Objective |
Write out the listing below from the line containing "Note: for every instance of the jersey" to its last line, unaltered, ends included.
================
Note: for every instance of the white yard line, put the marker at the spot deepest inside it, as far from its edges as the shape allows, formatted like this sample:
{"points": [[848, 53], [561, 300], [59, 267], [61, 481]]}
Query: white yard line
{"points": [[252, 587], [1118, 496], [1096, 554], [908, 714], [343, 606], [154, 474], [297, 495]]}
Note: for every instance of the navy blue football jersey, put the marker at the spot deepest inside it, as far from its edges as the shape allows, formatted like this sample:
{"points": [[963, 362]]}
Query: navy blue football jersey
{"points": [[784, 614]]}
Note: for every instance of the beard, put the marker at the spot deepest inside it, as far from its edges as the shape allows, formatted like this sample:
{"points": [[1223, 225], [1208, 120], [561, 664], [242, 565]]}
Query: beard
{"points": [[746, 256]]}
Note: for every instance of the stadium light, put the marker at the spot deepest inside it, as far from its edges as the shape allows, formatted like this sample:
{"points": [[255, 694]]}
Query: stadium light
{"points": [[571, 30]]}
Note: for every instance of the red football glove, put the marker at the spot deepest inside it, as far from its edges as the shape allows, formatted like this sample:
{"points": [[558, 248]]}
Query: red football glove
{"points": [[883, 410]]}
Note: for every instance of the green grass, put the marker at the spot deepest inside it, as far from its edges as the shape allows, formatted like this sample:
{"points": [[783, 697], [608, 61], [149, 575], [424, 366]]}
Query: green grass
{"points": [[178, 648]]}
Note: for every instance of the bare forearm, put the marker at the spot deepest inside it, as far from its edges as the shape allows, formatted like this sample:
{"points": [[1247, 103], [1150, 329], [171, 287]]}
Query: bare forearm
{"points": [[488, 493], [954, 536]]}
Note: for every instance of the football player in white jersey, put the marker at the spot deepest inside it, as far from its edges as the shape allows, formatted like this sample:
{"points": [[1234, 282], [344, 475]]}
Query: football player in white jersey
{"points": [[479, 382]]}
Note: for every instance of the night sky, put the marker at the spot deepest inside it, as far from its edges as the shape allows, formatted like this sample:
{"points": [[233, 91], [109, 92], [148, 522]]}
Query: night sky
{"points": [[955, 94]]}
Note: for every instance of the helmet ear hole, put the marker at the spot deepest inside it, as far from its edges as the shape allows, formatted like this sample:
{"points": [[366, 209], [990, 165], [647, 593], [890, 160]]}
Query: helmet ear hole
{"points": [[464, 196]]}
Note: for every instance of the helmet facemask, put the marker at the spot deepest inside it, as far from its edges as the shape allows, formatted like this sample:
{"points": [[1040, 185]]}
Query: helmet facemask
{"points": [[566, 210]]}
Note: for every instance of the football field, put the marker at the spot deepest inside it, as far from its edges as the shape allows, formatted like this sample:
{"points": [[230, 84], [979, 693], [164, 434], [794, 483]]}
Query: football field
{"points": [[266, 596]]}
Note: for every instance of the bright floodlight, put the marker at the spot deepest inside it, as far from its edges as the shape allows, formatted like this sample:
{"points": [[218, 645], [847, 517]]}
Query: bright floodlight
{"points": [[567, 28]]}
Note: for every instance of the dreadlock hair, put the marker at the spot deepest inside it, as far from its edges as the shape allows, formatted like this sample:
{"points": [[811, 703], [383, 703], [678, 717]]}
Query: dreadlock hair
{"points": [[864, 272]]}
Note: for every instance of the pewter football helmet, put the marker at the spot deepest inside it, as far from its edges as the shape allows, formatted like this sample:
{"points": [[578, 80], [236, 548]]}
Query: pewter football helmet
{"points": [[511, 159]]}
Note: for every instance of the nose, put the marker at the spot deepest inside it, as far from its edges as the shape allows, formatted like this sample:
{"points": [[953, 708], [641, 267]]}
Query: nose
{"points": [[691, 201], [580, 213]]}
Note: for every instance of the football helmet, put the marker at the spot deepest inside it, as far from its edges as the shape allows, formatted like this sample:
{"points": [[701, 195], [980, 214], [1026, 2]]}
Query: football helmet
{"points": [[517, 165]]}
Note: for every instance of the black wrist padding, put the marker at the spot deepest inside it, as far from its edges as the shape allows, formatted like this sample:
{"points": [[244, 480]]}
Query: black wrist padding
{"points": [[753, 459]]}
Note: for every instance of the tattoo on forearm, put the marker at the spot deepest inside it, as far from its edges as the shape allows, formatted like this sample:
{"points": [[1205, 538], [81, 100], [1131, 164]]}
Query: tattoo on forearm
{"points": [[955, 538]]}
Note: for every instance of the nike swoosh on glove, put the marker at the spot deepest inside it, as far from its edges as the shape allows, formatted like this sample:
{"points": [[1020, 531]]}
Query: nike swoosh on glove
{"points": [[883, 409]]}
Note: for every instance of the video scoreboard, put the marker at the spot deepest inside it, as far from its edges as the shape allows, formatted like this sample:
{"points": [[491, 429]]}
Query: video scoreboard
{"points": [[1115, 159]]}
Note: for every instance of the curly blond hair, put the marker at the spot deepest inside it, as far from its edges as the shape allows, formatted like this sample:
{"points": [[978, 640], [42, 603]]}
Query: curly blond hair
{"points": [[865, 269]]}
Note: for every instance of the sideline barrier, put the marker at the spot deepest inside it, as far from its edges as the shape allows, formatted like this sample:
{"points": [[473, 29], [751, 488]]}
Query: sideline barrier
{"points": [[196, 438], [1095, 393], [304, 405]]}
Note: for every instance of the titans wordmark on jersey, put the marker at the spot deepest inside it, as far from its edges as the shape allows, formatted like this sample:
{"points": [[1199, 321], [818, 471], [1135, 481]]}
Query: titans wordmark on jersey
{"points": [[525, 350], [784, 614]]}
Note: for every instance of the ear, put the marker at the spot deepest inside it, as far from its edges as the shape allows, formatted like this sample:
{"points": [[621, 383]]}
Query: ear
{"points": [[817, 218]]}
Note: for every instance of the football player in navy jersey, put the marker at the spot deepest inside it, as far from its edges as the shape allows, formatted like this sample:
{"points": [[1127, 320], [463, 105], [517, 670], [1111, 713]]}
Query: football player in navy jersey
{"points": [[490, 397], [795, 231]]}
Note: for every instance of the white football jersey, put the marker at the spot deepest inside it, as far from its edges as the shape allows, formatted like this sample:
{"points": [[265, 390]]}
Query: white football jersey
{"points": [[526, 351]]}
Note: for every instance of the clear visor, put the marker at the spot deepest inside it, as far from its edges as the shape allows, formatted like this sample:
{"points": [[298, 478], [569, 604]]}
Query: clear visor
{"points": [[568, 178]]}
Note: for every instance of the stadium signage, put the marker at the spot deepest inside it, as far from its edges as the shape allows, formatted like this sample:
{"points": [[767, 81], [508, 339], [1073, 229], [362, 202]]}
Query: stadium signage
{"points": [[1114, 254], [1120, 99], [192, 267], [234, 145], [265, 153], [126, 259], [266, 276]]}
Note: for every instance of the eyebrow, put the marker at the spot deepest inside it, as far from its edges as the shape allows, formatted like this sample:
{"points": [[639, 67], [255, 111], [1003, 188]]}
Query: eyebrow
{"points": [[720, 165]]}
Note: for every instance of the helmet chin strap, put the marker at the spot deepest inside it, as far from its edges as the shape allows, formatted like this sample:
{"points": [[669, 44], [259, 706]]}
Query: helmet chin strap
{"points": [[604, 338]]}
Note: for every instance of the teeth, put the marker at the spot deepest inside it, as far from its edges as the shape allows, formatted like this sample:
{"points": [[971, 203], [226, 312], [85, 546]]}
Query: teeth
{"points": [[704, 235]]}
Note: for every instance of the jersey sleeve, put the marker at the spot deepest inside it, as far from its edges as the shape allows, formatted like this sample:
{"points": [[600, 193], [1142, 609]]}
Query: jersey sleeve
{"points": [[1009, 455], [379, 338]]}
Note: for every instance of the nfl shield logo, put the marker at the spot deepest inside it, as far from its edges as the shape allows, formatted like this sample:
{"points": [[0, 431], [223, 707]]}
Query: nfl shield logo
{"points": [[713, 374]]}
================
Written reply |
Note: for every instance of the jersey sleeve, put the marker at the spot deepest inside it, as far from its edges as the shape allows, formatted like this sample:
{"points": [[600, 193], [1142, 609]]}
Query: jersey sleeve
{"points": [[1009, 455], [379, 338]]}
Note: for every instance of the nfl shield logo, put the marker at the spot deepest inside it, as far from its edges as the shape allows, formatted like this sample:
{"points": [[0, 431], [223, 707]]}
Query: nfl shield logo
{"points": [[713, 374]]}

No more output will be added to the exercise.